◆ **Task objective**
Please collect each line in the entries below that contains the word "island", treating uppercase and lowercase as different.

Part of a data file
# # #

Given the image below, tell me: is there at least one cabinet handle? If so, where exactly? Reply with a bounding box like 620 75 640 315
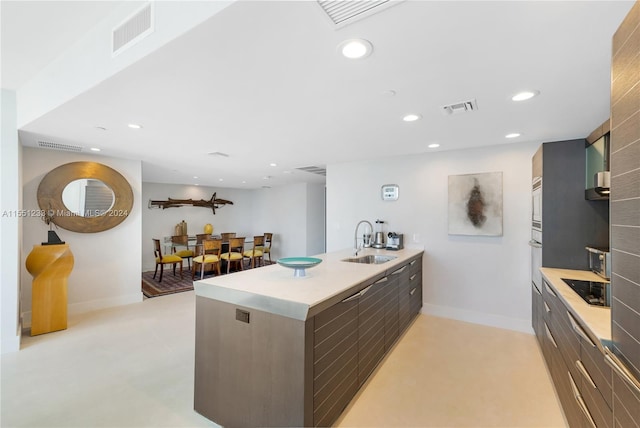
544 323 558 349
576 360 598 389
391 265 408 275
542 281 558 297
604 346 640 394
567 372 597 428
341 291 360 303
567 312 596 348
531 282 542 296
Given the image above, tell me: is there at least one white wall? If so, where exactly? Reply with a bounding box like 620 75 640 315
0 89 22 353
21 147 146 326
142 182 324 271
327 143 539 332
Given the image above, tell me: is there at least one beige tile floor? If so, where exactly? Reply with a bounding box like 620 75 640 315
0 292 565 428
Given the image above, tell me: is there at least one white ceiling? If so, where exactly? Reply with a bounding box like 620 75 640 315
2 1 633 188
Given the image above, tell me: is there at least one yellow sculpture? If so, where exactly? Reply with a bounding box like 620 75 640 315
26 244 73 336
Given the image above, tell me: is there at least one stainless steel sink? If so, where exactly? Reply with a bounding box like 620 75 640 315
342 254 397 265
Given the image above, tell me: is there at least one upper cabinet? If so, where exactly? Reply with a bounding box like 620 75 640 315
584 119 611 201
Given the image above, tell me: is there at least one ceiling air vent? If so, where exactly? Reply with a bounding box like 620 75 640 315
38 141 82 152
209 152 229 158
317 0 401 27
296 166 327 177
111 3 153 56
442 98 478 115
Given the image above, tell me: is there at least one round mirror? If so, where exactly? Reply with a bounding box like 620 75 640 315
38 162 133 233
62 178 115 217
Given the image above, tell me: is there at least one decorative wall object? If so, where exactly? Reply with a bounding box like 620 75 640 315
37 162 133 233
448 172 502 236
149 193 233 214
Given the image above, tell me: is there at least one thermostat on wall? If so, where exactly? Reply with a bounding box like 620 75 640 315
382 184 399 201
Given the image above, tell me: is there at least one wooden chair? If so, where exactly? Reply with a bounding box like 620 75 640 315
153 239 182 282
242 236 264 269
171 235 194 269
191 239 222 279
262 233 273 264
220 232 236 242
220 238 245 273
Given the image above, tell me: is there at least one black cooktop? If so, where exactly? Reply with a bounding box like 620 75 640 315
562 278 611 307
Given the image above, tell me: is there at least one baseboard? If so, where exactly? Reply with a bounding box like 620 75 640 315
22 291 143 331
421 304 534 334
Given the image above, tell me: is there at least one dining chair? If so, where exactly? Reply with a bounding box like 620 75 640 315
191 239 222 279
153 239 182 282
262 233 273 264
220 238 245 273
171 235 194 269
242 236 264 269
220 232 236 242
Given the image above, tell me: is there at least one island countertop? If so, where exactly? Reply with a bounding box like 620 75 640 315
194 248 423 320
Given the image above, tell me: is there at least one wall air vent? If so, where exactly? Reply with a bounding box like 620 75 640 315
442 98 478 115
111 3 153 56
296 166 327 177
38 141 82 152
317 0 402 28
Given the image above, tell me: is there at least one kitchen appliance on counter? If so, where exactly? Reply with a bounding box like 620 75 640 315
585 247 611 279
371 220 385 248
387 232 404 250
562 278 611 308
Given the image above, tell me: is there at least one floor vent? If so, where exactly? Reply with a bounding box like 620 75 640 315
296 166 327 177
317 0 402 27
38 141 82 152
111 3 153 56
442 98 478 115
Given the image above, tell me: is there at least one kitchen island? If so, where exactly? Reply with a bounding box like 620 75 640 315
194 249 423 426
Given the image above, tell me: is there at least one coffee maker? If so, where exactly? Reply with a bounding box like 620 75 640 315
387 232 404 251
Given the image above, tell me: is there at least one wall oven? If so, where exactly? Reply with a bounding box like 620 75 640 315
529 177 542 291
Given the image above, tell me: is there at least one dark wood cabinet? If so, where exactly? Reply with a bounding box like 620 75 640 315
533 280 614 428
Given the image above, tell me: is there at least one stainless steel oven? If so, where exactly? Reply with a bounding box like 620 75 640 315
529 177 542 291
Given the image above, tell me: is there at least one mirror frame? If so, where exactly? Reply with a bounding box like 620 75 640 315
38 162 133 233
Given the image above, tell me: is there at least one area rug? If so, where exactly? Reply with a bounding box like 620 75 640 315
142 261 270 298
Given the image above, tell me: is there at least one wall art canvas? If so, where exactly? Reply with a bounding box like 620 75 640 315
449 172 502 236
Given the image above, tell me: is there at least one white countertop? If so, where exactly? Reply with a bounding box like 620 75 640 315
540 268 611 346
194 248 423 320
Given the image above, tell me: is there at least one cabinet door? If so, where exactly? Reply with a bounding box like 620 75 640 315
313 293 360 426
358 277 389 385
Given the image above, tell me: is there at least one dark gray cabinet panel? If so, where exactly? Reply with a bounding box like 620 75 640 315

# # #

◆ **Response to this exercise**
Given the image above, tell me: is there at least one island countertop? If so, where exactly? Reply with a bounding box like 620 75 640 315
Given the image above, tell me: is there at least one kitchen island? If so, where exactly? Reply with a bounding box like 620 75 640 315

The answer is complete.